# Task brief:
Rewrite all of the records below, changing every "Target" to "Object" and keeping everything else the same. Don't include the pictures in your answer.

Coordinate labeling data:
## Begin

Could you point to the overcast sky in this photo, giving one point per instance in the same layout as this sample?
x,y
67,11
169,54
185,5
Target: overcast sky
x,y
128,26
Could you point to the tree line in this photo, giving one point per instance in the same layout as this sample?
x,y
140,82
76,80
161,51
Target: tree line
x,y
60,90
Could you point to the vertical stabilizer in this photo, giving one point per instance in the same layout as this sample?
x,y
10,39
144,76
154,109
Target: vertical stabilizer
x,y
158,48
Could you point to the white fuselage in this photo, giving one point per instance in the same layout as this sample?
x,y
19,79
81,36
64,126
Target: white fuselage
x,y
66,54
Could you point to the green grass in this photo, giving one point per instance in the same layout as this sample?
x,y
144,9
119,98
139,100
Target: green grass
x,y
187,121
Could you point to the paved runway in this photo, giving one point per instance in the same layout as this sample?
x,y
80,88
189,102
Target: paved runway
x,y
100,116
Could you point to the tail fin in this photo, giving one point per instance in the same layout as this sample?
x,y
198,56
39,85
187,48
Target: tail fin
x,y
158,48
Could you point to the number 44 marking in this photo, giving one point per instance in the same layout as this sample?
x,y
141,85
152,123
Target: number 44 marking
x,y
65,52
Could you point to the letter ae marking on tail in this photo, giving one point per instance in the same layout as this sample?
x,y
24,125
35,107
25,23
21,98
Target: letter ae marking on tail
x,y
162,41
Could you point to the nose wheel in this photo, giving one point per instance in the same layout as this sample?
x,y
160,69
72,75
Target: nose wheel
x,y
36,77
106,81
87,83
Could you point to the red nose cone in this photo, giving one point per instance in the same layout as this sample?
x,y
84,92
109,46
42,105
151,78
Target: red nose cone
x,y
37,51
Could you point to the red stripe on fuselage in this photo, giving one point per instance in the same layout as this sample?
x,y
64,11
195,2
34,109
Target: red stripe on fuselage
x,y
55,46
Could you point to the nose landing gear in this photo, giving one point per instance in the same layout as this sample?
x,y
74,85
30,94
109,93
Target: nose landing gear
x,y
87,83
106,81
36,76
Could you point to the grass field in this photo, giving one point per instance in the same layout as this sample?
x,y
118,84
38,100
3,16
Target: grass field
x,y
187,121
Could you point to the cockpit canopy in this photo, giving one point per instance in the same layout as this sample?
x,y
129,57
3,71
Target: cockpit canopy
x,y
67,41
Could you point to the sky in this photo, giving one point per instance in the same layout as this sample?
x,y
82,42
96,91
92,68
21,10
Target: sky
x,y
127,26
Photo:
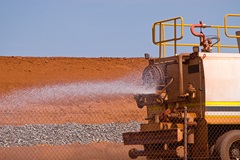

## End

# Task solution:
Could you point to the overcast sky in this photo, giving one point per instance in the same layout as this sample?
x,y
67,11
169,54
185,5
Object: overcast sky
x,y
128,26
Could you point to the tree line in this photo, giving one point per instance in the same layout as this sample?
x,y
140,82
76,80
161,51
Object: tree line
x,y
60,90
Could you point to the vertical stabilizer in this photo, giving one point per instance in the same layout as this sample?
x,y
10,39
144,76
154,109
Object: vertical stabilizer
x,y
158,48
Could you point to the white fuselage in this photo, giving one point per instance in the same layout as this sample?
x,y
19,79
81,36
64,126
Object: white fuselage
x,y
66,54
Could you point to the green grass in this photo, giving one point per instance in the same layout as this sample?
x,y
144,9
119,98
139,100
Object: green grass
x,y
187,121
Could you point to the paved runway in this photo, giving one point per instance in the same layout as this sample?
x,y
80,88
189,102
Object: paved runway
x,y
100,116
Could you point to the tail fin in this photo, giving one point per instance in the same layout as this sample?
x,y
198,56
39,85
187,48
Object: tail fin
x,y
158,48
Could you point to the number 44 marking in this photo, giving one point per instance in the same layout as this sample?
x,y
141,85
152,123
Object: number 44 marking
x,y
65,52
Could you point to the letter ae marking on tail in this photo, giving one point per instance in the same layout as this sample?
x,y
24,125
35,107
25,23
21,98
Object: letter ae marking on tail
x,y
162,41
Could you point to the nose wheel in this photo, giving one point per instance in the same layout as this sample?
x,y
160,69
72,75
Object: nose wheel
x,y
36,77
106,81
87,83
Could you point to the red nose cone in this photo, giving one point per instance in the same layout as this sample?
x,y
84,92
109,46
42,105
151,78
Object: red nose cone
x,y
37,51
Could you point to the red stripe on fuselage in this photo, giving one point per instance in the same layout as this sample?
x,y
64,11
195,2
34,109
Object: red stripe on fuselage
x,y
55,46
Could you point to the nose landing gear in this photo, giving one point per instance in the same layout as this sample?
x,y
74,85
30,94
109,93
Object: nose landing gear
x,y
87,83
106,81
36,76
Could you point to the grass field in this photo, giving one point per instance in the same layout as this sample?
x,y
118,84
38,100
3,16
Object: grass field
x,y
187,121
Could you point to the cockpit canopy in this photo, giving one point per instance in the same layout as this sample?
x,y
129,57
3,71
Object: cockpit canopy
x,y
67,41
Could you point to the sky in this photo, giving one point per instance in the same layout as this sample?
x,y
82,42
96,91
92,68
21,10
Object: sky
x,y
127,26
Photo:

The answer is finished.